• _Description of the task_
Report each line of the items below that contains the word "fish", matching case exactly.

• _Task inputs_
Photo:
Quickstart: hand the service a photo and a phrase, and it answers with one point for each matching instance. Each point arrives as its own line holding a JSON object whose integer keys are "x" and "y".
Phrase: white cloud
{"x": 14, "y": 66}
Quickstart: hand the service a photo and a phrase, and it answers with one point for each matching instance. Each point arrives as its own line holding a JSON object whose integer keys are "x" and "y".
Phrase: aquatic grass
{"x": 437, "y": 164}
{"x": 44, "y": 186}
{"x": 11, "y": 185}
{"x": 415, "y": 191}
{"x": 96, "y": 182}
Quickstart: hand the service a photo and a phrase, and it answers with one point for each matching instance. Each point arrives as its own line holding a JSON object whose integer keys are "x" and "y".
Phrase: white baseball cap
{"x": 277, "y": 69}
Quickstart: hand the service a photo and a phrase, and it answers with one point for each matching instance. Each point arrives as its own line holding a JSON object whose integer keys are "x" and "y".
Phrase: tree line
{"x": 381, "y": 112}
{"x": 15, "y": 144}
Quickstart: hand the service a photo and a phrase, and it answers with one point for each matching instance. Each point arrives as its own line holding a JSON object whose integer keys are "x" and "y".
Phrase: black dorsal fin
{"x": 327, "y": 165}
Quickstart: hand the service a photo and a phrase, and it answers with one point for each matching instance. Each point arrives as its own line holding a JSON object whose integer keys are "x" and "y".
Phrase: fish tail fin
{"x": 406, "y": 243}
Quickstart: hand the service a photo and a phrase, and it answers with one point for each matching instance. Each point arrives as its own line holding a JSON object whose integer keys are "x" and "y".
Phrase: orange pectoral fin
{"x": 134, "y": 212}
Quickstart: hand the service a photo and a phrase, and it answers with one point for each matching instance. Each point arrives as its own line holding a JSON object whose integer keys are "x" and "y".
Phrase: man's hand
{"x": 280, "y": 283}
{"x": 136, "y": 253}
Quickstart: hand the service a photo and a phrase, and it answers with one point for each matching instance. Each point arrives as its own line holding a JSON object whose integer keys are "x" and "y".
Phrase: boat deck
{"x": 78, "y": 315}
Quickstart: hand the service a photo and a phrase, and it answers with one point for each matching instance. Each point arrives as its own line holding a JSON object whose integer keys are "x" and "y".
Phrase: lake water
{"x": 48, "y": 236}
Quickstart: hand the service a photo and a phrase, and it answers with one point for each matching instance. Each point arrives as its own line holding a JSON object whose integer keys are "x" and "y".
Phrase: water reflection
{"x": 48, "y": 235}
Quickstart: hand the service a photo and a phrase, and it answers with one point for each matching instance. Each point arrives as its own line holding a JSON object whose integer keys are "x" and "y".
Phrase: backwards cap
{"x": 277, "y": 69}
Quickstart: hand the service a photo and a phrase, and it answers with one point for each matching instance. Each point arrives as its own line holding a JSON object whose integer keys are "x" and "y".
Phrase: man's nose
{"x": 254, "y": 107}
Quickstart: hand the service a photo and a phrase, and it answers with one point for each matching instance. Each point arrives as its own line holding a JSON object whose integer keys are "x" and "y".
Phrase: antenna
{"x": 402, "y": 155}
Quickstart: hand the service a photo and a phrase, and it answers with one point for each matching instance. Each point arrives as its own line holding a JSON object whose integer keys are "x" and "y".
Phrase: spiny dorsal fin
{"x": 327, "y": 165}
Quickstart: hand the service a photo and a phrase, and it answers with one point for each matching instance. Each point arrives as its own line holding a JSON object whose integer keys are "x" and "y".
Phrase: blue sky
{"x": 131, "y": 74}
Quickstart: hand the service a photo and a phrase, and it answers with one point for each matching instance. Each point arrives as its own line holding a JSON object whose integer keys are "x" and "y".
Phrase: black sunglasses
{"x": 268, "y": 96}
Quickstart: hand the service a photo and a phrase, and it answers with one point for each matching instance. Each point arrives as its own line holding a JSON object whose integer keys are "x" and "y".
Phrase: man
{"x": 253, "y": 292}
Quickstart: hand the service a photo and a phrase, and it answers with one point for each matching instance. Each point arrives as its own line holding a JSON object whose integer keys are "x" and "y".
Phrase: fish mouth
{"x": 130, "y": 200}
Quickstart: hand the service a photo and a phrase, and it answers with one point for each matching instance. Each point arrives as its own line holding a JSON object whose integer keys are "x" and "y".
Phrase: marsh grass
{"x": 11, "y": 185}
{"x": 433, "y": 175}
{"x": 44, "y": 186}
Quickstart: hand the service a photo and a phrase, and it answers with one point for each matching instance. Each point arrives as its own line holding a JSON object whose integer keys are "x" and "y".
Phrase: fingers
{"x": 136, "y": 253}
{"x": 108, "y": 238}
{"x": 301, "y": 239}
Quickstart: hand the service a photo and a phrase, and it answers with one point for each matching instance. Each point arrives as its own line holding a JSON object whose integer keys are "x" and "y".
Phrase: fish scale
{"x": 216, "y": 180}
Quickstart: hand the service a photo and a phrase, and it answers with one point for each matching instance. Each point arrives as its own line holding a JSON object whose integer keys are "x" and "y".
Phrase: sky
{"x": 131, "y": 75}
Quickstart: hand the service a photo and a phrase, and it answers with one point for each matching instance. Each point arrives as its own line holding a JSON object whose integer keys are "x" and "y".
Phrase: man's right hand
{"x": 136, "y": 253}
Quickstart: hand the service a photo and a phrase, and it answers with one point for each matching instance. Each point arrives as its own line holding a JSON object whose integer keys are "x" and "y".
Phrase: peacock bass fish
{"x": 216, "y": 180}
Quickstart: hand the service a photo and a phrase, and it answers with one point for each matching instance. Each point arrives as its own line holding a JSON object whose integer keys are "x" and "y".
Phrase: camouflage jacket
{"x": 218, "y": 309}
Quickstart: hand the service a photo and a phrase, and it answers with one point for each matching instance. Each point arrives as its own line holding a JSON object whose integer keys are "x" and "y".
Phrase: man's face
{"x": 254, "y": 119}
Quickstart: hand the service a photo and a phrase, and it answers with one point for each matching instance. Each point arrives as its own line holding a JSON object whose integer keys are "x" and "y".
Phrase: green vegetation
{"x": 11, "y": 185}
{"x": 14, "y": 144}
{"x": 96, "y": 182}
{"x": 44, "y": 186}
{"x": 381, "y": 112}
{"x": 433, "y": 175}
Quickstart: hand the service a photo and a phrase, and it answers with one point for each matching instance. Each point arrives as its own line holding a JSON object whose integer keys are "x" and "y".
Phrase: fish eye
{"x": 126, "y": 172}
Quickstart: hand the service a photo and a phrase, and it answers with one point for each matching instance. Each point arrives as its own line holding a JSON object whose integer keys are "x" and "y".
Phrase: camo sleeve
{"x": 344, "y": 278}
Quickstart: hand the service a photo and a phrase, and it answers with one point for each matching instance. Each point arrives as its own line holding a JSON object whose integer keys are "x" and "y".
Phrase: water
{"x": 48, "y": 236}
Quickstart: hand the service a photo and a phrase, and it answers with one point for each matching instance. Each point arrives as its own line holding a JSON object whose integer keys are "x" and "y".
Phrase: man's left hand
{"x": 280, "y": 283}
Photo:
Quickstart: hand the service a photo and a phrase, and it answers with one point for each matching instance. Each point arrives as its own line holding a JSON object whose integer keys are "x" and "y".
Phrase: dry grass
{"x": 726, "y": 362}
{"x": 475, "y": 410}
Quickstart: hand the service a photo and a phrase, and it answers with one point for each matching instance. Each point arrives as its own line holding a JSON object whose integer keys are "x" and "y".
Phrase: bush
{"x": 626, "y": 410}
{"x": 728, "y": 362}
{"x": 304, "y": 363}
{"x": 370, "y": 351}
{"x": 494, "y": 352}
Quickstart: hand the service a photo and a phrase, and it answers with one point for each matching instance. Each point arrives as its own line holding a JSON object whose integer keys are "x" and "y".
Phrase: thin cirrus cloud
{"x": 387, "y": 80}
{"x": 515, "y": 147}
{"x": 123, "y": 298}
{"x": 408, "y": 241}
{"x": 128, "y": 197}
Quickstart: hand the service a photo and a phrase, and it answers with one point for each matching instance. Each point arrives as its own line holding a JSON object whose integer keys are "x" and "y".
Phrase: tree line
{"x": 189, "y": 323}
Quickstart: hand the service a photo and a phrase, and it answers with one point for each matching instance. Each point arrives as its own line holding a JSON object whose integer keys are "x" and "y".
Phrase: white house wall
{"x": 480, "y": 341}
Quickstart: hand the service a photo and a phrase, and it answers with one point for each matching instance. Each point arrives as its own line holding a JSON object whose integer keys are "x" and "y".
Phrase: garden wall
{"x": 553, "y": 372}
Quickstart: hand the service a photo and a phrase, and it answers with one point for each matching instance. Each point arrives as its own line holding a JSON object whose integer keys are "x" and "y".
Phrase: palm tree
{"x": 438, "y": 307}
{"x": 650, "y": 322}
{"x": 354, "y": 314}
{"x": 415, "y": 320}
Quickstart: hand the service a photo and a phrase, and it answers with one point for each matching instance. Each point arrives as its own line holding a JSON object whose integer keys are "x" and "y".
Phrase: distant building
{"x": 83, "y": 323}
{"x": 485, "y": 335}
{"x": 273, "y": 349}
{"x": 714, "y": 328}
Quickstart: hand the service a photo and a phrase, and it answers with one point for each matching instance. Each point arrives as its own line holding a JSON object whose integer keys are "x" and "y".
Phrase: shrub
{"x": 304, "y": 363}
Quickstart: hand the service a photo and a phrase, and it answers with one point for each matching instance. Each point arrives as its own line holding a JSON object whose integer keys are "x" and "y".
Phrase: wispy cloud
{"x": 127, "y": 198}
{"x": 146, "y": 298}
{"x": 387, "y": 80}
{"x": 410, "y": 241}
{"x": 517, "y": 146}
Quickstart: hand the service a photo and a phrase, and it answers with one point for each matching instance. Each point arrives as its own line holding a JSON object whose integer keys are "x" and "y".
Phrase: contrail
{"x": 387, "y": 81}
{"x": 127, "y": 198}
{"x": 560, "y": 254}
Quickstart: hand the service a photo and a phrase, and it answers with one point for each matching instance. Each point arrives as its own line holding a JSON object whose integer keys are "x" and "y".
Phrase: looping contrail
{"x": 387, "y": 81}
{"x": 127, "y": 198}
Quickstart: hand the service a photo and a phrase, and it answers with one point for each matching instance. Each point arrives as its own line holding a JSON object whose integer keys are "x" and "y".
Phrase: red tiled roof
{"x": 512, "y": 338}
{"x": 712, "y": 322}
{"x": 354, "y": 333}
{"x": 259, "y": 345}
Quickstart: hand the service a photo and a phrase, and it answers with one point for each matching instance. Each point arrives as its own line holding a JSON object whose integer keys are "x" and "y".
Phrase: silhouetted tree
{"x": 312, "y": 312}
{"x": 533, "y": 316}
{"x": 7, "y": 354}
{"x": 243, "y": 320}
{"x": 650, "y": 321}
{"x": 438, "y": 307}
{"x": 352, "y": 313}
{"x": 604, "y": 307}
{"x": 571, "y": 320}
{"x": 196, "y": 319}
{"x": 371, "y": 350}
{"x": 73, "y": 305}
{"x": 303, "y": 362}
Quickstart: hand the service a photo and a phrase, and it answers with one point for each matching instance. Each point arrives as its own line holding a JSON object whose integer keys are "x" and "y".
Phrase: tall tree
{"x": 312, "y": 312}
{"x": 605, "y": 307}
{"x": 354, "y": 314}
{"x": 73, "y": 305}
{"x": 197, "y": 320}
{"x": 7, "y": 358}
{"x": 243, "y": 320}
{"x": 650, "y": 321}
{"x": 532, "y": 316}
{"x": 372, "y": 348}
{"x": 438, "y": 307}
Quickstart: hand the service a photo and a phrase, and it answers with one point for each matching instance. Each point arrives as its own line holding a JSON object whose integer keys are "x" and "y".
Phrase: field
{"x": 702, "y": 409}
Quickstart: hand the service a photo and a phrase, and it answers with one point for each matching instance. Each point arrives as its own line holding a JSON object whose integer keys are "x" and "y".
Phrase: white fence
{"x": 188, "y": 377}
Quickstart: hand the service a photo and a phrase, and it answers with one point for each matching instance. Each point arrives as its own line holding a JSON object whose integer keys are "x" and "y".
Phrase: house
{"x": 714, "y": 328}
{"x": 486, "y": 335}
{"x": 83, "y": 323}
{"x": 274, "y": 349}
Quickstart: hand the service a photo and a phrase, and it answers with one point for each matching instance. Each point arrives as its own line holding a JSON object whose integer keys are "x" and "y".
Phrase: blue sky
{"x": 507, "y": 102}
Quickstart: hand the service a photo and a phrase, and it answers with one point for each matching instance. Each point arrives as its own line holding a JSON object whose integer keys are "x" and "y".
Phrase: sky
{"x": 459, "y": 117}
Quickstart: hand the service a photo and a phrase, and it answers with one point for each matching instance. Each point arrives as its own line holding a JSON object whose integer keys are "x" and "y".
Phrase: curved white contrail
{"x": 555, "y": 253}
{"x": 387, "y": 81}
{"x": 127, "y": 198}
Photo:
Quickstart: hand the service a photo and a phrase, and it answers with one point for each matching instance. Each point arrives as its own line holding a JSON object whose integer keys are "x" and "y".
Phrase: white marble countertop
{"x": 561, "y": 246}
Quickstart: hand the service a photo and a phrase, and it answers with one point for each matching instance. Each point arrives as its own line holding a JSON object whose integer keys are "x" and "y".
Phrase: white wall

• _Answer to the problem_
Phrase: fish tail fin
Phrase: fish mouth
Phrase: fish scale
Phrase: peacock bass fish
Phrase: fish eye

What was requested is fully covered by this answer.